▶ _Task to carry out_: Give the entries again exactly, every one of them.

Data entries
=-=-=-=-=

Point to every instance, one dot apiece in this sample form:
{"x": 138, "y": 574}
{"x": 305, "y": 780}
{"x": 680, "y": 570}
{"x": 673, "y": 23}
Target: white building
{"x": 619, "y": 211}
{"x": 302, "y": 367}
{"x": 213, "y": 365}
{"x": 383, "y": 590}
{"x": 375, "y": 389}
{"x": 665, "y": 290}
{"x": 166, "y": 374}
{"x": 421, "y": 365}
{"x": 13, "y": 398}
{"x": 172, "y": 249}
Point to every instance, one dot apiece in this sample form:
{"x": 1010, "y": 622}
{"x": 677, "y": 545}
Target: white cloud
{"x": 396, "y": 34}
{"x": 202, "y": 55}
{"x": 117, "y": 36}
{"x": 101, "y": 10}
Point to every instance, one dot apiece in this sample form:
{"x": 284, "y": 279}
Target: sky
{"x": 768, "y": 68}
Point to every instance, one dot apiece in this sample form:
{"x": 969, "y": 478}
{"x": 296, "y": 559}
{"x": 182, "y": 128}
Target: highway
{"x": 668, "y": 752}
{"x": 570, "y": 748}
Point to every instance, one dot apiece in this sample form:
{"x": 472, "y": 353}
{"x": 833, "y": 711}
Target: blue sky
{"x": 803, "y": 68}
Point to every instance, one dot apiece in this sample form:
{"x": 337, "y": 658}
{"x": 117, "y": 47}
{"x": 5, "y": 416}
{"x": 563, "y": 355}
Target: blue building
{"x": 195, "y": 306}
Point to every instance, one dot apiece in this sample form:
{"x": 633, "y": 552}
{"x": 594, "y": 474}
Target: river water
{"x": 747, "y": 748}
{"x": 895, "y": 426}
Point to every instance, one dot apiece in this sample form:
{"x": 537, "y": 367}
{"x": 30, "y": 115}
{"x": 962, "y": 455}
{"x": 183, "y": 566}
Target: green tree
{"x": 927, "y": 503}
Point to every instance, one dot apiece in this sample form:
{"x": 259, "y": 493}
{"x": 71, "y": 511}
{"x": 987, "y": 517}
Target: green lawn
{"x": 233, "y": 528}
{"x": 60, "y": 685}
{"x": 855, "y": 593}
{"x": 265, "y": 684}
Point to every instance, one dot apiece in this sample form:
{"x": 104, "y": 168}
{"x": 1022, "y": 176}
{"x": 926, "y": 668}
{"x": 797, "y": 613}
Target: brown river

=-=-=-=-=

▶ _Exercise response_:
Point to every instance, one dot apiece in this sample form:
{"x": 138, "y": 574}
{"x": 305, "y": 780}
{"x": 680, "y": 570}
{"x": 673, "y": 23}
Target: white building
{"x": 619, "y": 211}
{"x": 302, "y": 367}
{"x": 213, "y": 365}
{"x": 383, "y": 590}
{"x": 375, "y": 389}
{"x": 665, "y": 290}
{"x": 166, "y": 374}
{"x": 421, "y": 365}
{"x": 13, "y": 398}
{"x": 172, "y": 249}
Point to every instance, one dot apiece in this sample form:
{"x": 1010, "y": 622}
{"x": 677, "y": 545}
Target: white cloud
{"x": 396, "y": 34}
{"x": 202, "y": 55}
{"x": 117, "y": 36}
{"x": 101, "y": 10}
Point to every instance, one dot apiece in this sample form:
{"x": 284, "y": 279}
Target: sky
{"x": 768, "y": 68}
Point to every instance, one dot apiece in this sample form:
{"x": 969, "y": 478}
{"x": 296, "y": 559}
{"x": 182, "y": 128}
Target: highway
{"x": 668, "y": 752}
{"x": 570, "y": 748}
Point to every instance, one dot apiece in this sample form:
{"x": 472, "y": 353}
{"x": 833, "y": 711}
Target: blue sky
{"x": 803, "y": 68}
Point to every instance, one dot apiece in this sample form:
{"x": 337, "y": 658}
{"x": 117, "y": 47}
{"x": 5, "y": 416}
{"x": 563, "y": 355}
Target: blue building
{"x": 195, "y": 306}
Point to every instance, one dot apiece in this sample form:
{"x": 633, "y": 552}
{"x": 594, "y": 474}
Target: river water
{"x": 747, "y": 748}
{"x": 895, "y": 426}
Point to every instance, one dot apiece in this sample form:
{"x": 537, "y": 367}
{"x": 30, "y": 115}
{"x": 962, "y": 455}
{"x": 183, "y": 566}
Target: green tree
{"x": 927, "y": 503}
Point to every instance, one dot apiece in this sample form:
{"x": 259, "y": 493}
{"x": 71, "y": 511}
{"x": 987, "y": 517}
Target: green lawn
{"x": 233, "y": 528}
{"x": 60, "y": 685}
{"x": 855, "y": 593}
{"x": 265, "y": 684}
Point to every instance, one dot apiece in this sample form:
{"x": 104, "y": 168}
{"x": 1022, "y": 176}
{"x": 926, "y": 668}
{"x": 797, "y": 613}
Target: brown river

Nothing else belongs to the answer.